Reproduce verbatim the lines of the records beginning with the line that contains "One point lands on every instance of the shadow" and continuing through the line that contains "pixel 96 79", both included.

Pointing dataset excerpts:
******

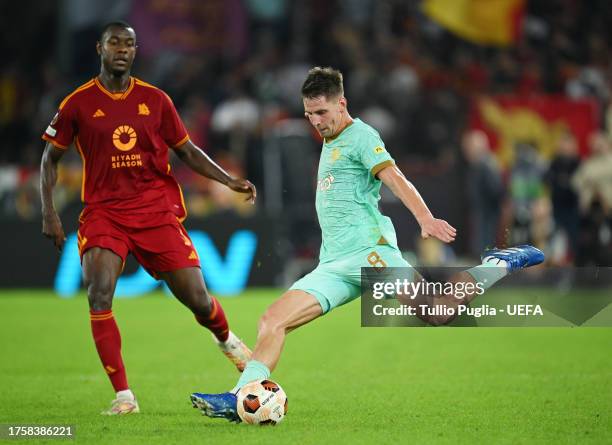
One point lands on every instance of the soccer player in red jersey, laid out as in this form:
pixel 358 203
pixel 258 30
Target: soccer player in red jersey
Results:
pixel 122 127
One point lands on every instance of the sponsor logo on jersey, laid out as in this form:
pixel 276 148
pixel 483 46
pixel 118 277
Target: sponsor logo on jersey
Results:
pixel 124 138
pixel 325 183
pixel 143 109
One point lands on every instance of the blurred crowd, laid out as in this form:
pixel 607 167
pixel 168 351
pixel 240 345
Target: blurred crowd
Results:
pixel 404 74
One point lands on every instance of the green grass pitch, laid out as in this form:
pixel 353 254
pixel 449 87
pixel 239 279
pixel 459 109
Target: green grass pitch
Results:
pixel 345 384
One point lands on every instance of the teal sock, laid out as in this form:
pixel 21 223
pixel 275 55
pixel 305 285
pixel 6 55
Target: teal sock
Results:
pixel 489 273
pixel 254 371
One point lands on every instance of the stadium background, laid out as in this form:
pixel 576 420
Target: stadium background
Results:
pixel 533 76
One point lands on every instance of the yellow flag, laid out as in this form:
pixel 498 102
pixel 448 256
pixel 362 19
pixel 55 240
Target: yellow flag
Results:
pixel 486 22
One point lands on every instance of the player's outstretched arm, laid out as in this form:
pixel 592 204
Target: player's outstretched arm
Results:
pixel 393 178
pixel 201 163
pixel 52 225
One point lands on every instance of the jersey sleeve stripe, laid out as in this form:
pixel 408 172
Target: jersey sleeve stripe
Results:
pixel 81 88
pixel 54 142
pixel 379 167
pixel 181 142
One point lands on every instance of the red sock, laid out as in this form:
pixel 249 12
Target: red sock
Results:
pixel 108 343
pixel 216 321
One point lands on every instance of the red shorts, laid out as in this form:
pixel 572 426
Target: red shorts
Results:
pixel 158 241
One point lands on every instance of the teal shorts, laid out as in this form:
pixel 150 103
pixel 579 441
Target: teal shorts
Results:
pixel 335 283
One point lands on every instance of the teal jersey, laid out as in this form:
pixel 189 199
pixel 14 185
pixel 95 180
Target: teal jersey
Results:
pixel 348 192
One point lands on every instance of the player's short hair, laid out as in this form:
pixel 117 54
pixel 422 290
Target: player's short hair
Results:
pixel 325 82
pixel 115 24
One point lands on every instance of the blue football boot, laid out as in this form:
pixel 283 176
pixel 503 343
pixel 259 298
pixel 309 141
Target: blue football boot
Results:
pixel 517 257
pixel 222 405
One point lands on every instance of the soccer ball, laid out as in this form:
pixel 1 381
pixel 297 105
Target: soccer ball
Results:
pixel 262 402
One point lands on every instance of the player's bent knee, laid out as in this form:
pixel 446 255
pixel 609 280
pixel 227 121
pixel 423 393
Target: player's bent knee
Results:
pixel 100 296
pixel 271 323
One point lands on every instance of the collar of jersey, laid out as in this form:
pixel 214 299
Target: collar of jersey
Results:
pixel 115 96
pixel 344 131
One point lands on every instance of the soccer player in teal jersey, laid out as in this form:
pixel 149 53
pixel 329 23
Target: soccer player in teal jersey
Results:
pixel 354 162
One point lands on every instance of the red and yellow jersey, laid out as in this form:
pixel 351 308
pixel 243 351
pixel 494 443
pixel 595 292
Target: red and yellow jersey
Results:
pixel 123 139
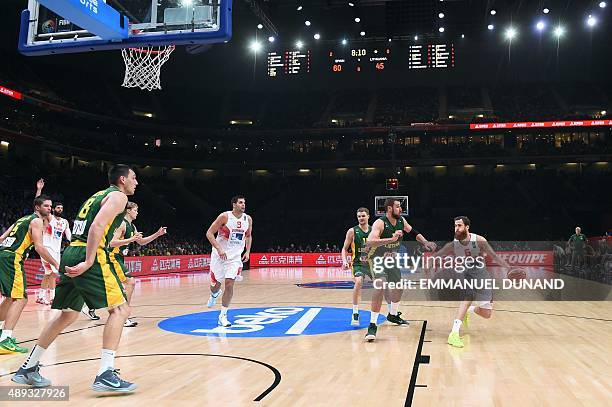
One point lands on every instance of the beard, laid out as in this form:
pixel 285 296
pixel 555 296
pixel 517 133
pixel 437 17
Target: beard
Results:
pixel 461 235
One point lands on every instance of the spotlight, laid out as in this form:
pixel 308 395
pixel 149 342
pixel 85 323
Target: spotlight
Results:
pixel 510 33
pixel 255 46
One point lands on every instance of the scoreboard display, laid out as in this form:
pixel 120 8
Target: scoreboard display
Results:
pixel 361 60
pixel 431 56
pixel 289 62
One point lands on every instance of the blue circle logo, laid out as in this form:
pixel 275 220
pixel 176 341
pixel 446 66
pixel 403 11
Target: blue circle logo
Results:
pixel 269 322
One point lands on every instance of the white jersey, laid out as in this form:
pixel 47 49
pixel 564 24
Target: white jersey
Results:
pixel 232 236
pixel 54 232
pixel 470 250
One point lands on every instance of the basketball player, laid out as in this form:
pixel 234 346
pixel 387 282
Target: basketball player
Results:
pixel 53 234
pixel 467 244
pixel 356 238
pixel 384 240
pixel 234 232
pixel 124 235
pixel 15 245
pixel 87 276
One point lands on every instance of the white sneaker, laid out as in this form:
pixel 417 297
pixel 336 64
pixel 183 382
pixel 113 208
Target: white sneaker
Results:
pixel 223 321
pixel 213 300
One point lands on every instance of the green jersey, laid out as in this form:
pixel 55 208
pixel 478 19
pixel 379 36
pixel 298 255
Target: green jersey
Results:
pixel 130 229
pixel 388 232
pixel 19 240
pixel 86 215
pixel 360 258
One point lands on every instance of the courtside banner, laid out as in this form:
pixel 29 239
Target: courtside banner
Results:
pixel 296 260
pixel 138 266
pixel 515 258
pixel 527 125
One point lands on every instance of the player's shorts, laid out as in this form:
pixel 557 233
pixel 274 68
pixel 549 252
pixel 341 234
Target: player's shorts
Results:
pixel 99 287
pixel 12 275
pixel 481 296
pixel 222 269
pixel 47 266
pixel 392 275
pixel 118 264
pixel 360 270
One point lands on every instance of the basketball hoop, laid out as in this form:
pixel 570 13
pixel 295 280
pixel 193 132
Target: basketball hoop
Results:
pixel 143 66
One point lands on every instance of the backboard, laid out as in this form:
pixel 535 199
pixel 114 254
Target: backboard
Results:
pixel 379 204
pixel 52 26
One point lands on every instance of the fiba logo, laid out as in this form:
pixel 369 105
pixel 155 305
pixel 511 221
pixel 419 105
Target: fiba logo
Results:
pixel 48 27
pixel 91 5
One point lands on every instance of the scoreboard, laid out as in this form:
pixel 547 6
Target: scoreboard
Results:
pixel 289 62
pixel 361 60
pixel 431 56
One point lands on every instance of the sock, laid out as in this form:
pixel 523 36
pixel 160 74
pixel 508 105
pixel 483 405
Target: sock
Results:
pixel 457 325
pixel 6 333
pixel 107 361
pixel 394 308
pixel 374 317
pixel 34 357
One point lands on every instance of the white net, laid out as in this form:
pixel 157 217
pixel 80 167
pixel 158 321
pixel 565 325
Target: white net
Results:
pixel 143 66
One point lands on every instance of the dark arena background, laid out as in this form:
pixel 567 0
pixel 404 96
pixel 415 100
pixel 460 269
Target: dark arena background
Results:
pixel 260 133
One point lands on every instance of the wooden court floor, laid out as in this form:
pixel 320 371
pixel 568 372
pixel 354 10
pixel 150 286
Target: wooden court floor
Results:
pixel 528 354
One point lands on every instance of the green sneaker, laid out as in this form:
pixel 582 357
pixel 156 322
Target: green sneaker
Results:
pixel 371 335
pixel 455 340
pixel 466 320
pixel 9 345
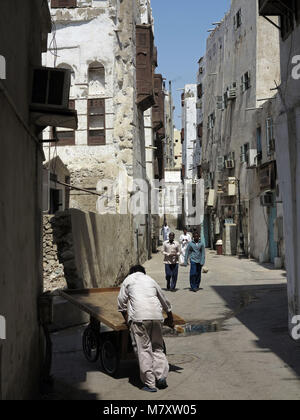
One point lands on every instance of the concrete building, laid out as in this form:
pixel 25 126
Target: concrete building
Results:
pixel 109 48
pixel 23 37
pixel 241 64
pixel 287 137
pixel 169 124
pixel 177 150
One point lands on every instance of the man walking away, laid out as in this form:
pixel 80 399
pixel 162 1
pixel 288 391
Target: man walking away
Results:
pixel 171 252
pixel 165 232
pixel 196 253
pixel 184 240
pixel 142 302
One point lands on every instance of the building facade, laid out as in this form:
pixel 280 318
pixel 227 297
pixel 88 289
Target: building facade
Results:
pixel 241 65
pixel 286 15
pixel 109 48
pixel 23 37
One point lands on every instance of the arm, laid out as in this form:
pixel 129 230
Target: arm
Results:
pixel 187 254
pixel 165 251
pixel 202 254
pixel 122 302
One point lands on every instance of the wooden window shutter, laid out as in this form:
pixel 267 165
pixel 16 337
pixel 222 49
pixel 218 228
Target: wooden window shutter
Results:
pixel 200 91
pixel 96 114
pixel 63 3
pixel 200 130
pixel 144 66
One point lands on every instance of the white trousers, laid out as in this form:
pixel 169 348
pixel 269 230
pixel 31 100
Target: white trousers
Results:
pixel 147 341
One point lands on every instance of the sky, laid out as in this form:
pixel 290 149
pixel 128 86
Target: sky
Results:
pixel 180 29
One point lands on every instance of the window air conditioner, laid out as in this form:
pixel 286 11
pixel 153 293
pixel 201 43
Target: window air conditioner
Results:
pixel 252 158
pixel 266 199
pixel 231 94
pixel 50 88
pixel 230 164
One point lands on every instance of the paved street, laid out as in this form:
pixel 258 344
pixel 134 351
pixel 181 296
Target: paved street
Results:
pixel 239 347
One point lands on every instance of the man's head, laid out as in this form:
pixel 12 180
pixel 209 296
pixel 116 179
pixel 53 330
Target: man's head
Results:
pixel 137 269
pixel 172 237
pixel 196 236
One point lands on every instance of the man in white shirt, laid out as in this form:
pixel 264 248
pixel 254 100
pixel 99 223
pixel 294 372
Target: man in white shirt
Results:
pixel 171 256
pixel 165 232
pixel 184 240
pixel 141 301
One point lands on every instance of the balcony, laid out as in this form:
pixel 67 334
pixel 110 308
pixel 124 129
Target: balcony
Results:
pixel 274 7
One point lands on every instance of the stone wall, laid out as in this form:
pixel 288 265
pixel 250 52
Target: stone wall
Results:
pixel 93 250
pixel 53 269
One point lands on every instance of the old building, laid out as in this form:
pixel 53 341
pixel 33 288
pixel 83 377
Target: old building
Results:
pixel 241 64
pixel 177 150
pixel 23 37
pixel 109 48
pixel 287 135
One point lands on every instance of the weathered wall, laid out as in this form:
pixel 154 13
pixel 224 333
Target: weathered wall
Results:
pixel 104 33
pixel 53 269
pixel 87 243
pixel 231 52
pixel 20 205
pixel 288 152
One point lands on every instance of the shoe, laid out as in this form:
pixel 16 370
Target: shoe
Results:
pixel 147 389
pixel 162 383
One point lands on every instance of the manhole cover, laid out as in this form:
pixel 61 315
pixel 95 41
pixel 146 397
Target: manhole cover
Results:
pixel 181 359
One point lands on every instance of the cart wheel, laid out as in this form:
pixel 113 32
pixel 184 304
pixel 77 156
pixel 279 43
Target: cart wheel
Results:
pixel 109 358
pixel 164 347
pixel 91 345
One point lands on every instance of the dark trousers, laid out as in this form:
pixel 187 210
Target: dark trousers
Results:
pixel 195 275
pixel 171 275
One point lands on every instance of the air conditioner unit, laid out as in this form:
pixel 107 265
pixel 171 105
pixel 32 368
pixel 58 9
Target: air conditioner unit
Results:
pixel 252 158
pixel 229 164
pixel 278 193
pixel 46 190
pixel 220 163
pixel 232 94
pixel 211 198
pixel 272 147
pixel 267 200
pixel 50 88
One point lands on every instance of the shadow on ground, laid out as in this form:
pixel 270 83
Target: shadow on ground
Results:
pixel 264 311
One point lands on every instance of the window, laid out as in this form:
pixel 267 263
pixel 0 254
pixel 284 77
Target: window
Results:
pixel 200 91
pixel 270 136
pixel 244 153
pixel 200 131
pixel 211 121
pixel 63 3
pixel 64 136
pixel 96 122
pixel 259 144
pixel 238 19
pixel 246 81
pixel 96 79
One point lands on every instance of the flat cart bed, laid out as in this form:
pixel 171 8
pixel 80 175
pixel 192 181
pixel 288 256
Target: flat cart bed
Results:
pixel 111 347
pixel 101 304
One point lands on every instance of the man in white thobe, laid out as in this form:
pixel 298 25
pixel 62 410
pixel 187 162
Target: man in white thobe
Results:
pixel 141 301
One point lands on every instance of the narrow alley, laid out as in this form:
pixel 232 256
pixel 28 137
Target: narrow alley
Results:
pixel 238 348
pixel 144 144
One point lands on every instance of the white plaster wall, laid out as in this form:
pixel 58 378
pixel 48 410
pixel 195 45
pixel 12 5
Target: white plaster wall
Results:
pixel 190 128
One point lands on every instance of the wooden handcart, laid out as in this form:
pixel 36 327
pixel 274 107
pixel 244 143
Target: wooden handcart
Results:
pixel 113 344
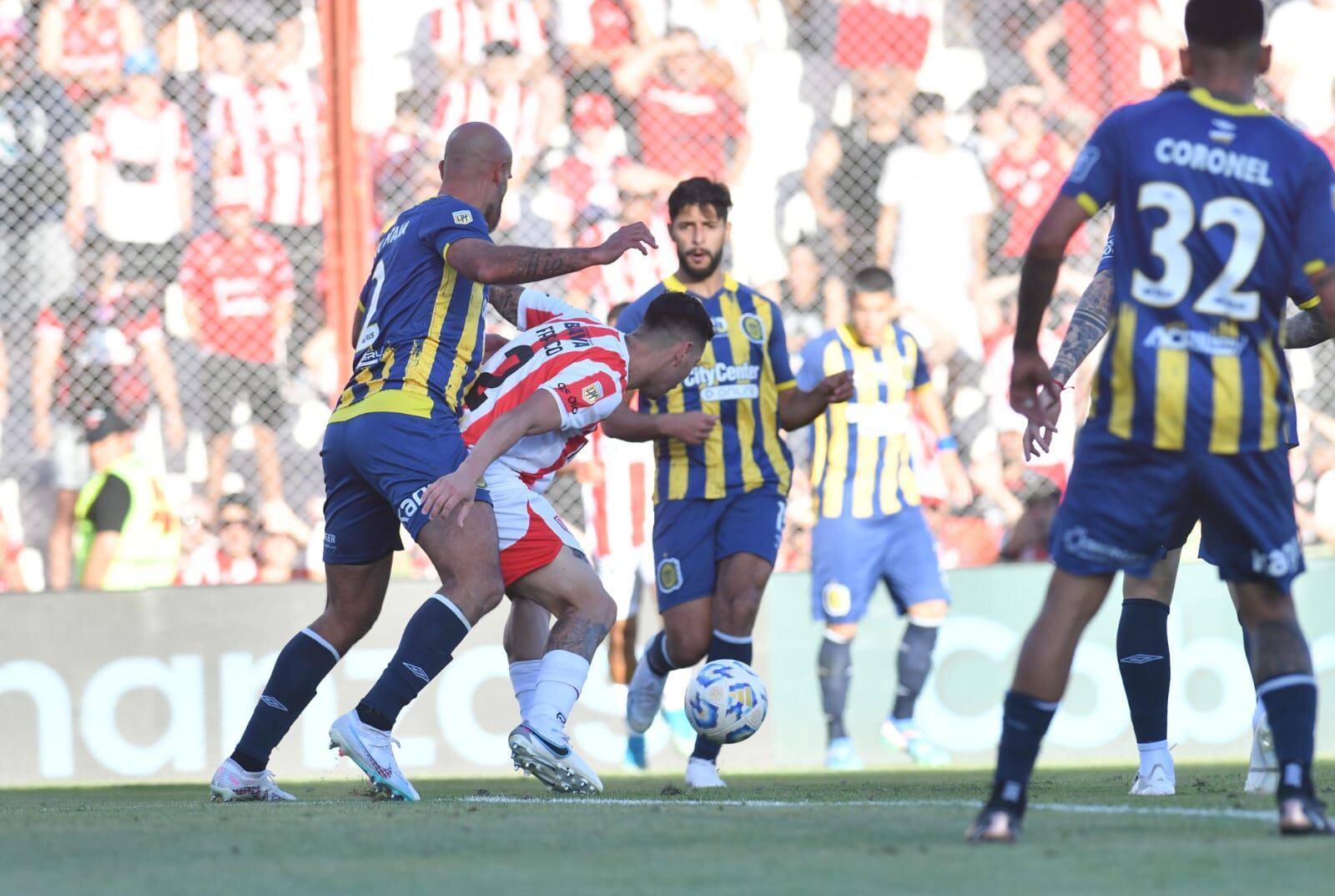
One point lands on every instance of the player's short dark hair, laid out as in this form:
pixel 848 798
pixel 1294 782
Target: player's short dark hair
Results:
pixel 681 315
pixel 1225 24
pixel 874 279
pixel 700 191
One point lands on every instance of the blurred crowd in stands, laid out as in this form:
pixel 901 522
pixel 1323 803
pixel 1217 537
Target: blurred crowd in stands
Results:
pixel 164 187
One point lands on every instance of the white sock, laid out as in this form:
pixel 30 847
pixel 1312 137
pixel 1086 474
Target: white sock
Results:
pixel 524 678
pixel 560 682
pixel 1155 753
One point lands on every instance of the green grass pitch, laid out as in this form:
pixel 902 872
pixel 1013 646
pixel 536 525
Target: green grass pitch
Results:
pixel 876 832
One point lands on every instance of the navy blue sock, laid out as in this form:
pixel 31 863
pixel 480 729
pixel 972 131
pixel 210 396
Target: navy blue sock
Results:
pixel 426 648
pixel 834 665
pixel 1143 660
pixel 1023 727
pixel 1292 709
pixel 656 655
pixel 914 664
pixel 300 667
pixel 721 647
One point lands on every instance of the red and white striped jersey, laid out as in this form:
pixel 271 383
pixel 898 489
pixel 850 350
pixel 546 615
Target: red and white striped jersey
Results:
pixel 516 111
pixel 461 28
pixel 633 275
pixel 581 360
pixel 620 504
pixel 278 150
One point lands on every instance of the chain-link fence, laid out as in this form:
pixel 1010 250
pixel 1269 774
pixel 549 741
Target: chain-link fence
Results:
pixel 164 179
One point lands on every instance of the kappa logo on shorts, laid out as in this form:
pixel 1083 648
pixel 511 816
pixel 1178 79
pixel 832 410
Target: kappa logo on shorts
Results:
pixel 409 506
pixel 836 600
pixel 669 575
pixel 753 327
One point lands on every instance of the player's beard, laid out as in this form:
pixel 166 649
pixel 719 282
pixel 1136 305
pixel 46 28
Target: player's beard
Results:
pixel 700 274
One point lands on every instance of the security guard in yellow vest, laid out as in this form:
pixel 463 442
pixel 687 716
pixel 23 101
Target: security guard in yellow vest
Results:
pixel 126 535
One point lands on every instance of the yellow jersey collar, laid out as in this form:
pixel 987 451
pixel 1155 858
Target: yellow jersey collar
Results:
pixel 1207 99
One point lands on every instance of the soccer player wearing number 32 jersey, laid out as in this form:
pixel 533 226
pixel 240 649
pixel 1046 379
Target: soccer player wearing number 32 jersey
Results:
pixel 1217 200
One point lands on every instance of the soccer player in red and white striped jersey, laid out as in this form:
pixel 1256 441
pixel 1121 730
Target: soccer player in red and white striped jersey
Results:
pixel 531 409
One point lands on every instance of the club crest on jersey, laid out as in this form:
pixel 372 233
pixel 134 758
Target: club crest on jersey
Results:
pixel 753 327
pixel 669 575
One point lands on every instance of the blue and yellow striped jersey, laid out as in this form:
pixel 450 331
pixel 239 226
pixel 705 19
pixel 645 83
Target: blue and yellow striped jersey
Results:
pixel 421 340
pixel 738 380
pixel 1217 204
pixel 861 465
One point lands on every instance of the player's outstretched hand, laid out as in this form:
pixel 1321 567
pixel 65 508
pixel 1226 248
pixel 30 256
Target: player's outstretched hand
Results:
pixel 692 427
pixel 1030 377
pixel 836 387
pixel 631 237
pixel 449 493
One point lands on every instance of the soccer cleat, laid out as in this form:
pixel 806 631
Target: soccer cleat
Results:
pixel 636 760
pixel 1263 771
pixel 995 824
pixel 678 727
pixel 1303 815
pixel 557 765
pixel 701 773
pixel 234 784
pixel 373 752
pixel 1158 783
pixel 841 756
pixel 644 697
pixel 912 742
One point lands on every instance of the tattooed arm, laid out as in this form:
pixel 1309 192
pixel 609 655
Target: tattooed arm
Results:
pixel 1088 324
pixel 1306 329
pixel 485 262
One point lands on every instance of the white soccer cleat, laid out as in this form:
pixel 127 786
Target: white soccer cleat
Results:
pixel 1158 783
pixel 234 784
pixel 373 752
pixel 557 765
pixel 1263 769
pixel 644 697
pixel 701 773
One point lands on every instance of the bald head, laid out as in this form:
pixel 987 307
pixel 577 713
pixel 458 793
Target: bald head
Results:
pixel 476 169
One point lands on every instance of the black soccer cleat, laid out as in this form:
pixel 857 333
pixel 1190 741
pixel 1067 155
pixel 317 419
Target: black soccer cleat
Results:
pixel 998 823
pixel 1302 816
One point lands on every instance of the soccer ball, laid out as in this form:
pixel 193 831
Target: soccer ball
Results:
pixel 727 702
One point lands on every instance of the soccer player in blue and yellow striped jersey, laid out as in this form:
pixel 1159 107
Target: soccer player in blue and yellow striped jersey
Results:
pixel 723 466
pixel 869 526
pixel 418 342
pixel 1217 200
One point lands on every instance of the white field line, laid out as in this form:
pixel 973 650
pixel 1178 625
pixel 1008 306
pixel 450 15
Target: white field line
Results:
pixel 573 802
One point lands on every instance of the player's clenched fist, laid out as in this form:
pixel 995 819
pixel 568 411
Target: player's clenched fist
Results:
pixel 631 237
pixel 456 491
pixel 836 387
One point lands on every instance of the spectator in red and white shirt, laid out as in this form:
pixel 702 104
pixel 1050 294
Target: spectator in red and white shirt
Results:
pixel 638 197
pixel 238 287
pixel 144 198
pixel 84 43
pixel 689 124
pixel 1028 173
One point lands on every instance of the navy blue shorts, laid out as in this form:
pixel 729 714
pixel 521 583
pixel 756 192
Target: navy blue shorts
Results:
pixel 851 556
pixel 377 466
pixel 1128 502
pixel 693 535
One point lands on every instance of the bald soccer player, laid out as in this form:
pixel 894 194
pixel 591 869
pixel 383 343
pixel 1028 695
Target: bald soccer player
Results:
pixel 395 430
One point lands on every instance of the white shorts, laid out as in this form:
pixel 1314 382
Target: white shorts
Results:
pixel 531 533
pixel 624 575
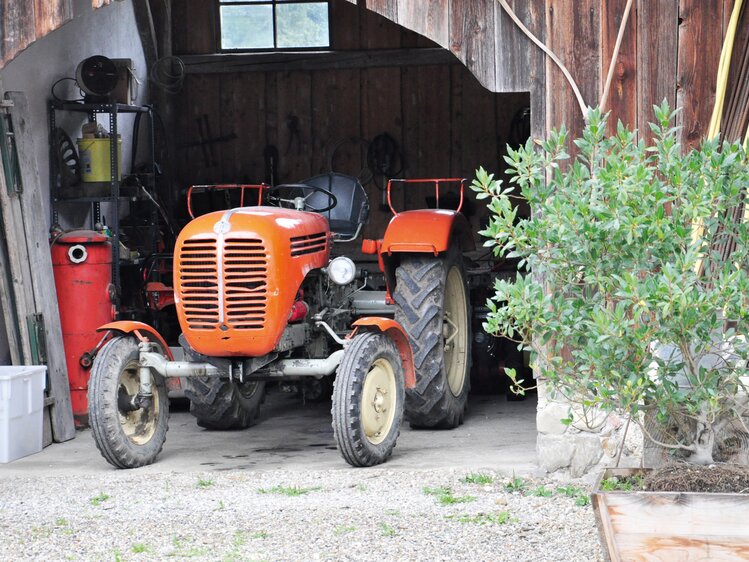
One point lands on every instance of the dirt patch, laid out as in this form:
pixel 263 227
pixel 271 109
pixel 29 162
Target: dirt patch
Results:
pixel 727 478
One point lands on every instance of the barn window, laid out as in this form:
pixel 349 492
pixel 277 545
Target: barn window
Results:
pixel 273 24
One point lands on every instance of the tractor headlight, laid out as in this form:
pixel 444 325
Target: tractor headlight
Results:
pixel 341 270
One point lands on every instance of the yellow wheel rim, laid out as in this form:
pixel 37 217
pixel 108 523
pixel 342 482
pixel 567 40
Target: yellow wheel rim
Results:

******

## Task result
One point lands on every instance of the shadow on ground, laid out as in this form:
pixel 270 83
Target: shadow on ground
Results:
pixel 264 311
One point lands on every instance of the window, laid out as in this form:
pixel 267 263
pixel 0 254
pixel 284 77
Target: window
Results:
pixel 200 91
pixel 270 136
pixel 244 153
pixel 200 131
pixel 211 121
pixel 63 3
pixel 64 136
pixel 96 122
pixel 259 144
pixel 238 19
pixel 246 81
pixel 96 79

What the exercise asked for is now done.